## FRAGMENT TEKSTU
+ + +
Lewandowski najlepszy w historii Ligi Mistrzów! Zdystansował Ronaldo i Messiego

REUTERS/Stringer / REUTERS/Pedro Nunes / REUTERS/David Gonzales-Imagn Images

Robert Lewandowski kolejny raz błysnął w Lidze Mistrzów, tym razem zdobywając dwie bramki w meczu z Benficą. W ten sposób reprezentant Polski wyśrubował swoje bardzo imponujące statystyki, czyniące go najlepszym zawodnikiem w historii rozgrywek. Z wyliczeń opublikowanych przez profil Opta Analyst w serwisie X wynika, że plecy Lewandowskiego muszą oglądać Cristiano Ronaldo, Leo Messi czy Harry Kane.
+ + +
## Rekordy
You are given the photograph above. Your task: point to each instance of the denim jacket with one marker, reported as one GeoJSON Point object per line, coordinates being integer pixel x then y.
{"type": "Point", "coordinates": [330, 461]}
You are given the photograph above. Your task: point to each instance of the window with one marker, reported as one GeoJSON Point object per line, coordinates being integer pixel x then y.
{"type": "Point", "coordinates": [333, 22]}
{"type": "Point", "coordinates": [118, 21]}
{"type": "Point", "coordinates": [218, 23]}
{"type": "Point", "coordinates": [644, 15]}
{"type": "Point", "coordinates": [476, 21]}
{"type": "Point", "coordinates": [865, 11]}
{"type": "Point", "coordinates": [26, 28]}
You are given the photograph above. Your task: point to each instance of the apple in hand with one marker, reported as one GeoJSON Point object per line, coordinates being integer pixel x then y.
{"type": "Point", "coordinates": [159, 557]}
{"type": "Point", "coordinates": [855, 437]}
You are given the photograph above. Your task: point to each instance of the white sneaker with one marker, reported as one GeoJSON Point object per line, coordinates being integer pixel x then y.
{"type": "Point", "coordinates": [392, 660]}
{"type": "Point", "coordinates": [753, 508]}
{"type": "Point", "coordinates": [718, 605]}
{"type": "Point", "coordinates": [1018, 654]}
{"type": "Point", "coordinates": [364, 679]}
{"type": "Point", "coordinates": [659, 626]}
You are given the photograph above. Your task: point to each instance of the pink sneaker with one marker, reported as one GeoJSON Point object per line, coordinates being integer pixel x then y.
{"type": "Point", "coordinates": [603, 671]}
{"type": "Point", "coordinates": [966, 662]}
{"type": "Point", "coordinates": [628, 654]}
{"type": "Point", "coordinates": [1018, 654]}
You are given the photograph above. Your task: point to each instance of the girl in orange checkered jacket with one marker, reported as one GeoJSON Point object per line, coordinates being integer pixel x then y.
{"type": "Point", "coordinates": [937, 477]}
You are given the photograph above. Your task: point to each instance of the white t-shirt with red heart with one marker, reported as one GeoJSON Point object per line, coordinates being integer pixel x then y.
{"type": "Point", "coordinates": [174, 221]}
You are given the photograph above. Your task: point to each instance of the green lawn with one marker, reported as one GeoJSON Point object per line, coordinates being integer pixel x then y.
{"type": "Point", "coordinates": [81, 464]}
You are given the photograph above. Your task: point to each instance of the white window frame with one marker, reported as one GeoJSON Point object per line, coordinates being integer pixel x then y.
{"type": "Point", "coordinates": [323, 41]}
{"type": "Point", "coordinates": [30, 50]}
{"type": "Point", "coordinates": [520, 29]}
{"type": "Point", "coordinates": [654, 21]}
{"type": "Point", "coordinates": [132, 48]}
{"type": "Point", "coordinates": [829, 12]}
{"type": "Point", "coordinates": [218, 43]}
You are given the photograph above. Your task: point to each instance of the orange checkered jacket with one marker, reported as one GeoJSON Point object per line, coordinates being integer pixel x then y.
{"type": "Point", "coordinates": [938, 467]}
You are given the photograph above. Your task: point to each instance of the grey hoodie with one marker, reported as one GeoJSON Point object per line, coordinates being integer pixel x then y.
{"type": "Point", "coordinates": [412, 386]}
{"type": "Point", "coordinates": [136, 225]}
+ + +
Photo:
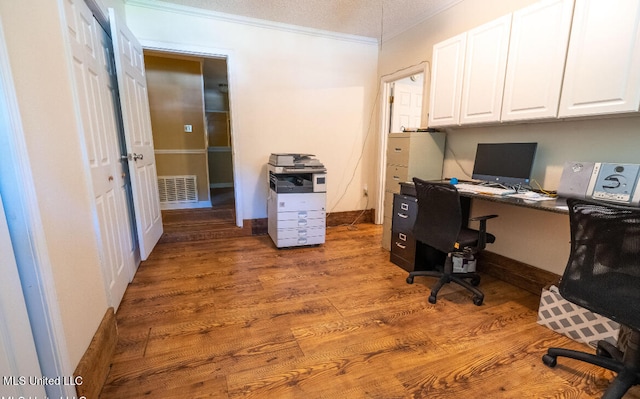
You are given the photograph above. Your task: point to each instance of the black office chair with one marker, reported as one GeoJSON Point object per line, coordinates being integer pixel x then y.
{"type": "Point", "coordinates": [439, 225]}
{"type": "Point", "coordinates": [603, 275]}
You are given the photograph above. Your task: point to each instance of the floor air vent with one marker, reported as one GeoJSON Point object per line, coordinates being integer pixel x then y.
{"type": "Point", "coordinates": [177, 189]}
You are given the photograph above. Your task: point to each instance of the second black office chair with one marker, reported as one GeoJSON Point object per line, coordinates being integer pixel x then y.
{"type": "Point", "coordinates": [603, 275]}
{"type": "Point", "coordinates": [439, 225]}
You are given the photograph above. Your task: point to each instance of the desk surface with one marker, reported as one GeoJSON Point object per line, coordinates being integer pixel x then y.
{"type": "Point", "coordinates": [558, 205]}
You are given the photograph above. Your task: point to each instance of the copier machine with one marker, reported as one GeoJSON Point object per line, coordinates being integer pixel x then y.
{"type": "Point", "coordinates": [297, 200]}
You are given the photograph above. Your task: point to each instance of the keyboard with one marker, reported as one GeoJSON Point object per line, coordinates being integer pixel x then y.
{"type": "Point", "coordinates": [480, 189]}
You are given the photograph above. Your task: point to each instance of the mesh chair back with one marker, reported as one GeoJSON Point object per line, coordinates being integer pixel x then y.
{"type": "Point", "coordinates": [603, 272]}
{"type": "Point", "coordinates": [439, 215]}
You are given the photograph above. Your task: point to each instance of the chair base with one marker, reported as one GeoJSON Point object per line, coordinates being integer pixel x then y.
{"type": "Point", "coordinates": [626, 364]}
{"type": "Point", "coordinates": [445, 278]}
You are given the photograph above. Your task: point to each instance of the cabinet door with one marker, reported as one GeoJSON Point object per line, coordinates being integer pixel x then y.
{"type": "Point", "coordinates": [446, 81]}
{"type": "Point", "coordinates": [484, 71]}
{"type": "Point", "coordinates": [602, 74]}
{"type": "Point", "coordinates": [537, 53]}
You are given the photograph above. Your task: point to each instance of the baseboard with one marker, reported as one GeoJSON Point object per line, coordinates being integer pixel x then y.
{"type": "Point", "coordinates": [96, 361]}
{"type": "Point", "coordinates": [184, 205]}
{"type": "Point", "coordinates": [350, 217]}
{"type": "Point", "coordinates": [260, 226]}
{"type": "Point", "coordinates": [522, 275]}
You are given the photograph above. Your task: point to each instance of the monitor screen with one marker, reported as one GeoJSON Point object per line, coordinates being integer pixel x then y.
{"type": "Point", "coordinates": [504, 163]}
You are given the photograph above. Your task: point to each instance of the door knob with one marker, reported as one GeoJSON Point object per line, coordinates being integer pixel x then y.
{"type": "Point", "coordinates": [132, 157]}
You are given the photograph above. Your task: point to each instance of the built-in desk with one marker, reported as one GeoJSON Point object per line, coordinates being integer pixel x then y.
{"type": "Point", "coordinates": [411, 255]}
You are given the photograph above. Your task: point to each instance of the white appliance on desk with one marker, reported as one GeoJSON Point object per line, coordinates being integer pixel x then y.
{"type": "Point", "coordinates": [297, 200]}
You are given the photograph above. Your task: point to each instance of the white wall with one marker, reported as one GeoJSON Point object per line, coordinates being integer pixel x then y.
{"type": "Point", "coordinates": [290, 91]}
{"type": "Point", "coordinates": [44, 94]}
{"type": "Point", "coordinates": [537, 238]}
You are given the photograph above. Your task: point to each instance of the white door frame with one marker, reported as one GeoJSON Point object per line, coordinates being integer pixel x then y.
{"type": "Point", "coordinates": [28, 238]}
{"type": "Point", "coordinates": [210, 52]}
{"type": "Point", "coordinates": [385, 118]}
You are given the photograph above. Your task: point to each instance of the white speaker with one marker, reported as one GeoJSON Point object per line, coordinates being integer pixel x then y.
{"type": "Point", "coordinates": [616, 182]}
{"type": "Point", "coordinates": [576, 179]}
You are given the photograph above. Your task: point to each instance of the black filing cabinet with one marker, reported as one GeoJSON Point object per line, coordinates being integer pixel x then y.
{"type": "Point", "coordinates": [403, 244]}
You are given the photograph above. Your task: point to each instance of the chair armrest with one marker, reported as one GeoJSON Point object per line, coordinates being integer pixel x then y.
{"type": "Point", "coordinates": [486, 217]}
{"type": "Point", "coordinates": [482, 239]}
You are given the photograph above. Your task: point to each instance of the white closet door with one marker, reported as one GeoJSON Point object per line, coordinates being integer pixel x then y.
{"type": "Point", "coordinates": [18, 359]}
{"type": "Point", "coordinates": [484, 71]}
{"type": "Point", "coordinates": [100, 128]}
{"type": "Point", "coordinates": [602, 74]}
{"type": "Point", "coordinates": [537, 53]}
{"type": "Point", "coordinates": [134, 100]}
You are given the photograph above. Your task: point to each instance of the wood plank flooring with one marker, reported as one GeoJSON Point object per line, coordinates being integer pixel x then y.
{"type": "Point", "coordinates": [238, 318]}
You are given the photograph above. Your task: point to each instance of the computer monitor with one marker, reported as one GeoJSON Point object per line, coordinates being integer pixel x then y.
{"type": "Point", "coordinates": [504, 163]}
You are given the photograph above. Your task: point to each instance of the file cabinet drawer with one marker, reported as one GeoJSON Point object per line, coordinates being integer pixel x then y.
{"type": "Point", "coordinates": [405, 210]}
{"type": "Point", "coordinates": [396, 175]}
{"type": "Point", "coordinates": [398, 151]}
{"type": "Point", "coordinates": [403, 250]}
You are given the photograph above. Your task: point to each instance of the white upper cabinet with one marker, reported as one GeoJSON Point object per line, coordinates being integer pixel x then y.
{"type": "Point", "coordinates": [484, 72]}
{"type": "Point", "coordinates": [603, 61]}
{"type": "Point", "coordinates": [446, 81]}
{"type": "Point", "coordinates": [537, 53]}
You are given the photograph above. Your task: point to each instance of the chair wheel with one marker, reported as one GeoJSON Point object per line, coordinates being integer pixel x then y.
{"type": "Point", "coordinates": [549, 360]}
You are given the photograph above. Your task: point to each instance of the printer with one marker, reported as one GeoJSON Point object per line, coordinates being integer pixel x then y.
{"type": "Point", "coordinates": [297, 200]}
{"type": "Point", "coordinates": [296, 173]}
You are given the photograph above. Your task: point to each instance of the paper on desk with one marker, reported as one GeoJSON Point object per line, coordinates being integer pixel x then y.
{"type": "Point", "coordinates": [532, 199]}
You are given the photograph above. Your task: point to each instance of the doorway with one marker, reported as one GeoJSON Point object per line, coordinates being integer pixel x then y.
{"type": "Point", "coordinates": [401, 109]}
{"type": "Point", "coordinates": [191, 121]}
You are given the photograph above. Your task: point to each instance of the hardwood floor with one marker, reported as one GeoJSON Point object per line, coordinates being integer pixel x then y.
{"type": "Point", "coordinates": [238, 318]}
+ + +
## DO ZROBIENIA
(a) Streść tekst o Lewandowskim w dwóch zdaniach.
(b) Wypisz z tekstu o Lewandowskim dokładnie odcinek od „Robert Lewandowski kolejny” aż do „czy Harry Kane.”.
Pozycje nie mają żadnego związku z tekstem o Lewandowskim.

## ODPOWIEDZI DO ĆWICZEŃ
(a) Robert Lewandowski zdobył dwie bramki w meczu Ligi Mistrzów z Benficą i jeszcze poprawił swoje statystyki, które czynią go najlepszym zawodnikiem w historii tych rozgrywek. Z wyliczeń profilu Opta Analyst w serwisie X wynika, że wyprzedza on między innymi Cristiano Ronaldo, Leo Messiego i Harry'ego Kane'a.

(b)
Robert Lewandowski kolejny raz błysnął w Lidze Mistrzów, tym razem zdobywając dwie bramki w meczu z Benficą. W ten sposób reprezentant Polski wyśrubował swoje bardzo imponujące statystyki, czyniące go najlepszym zawodnikiem w historii rozgrywek. Z wyliczeń opublikowanych przez profil Opta Analyst w serwisie X wynika, że plecy Lewandowskiego muszą oglądać Cristiano Ronaldo, Leo Messi czy Harry Kane.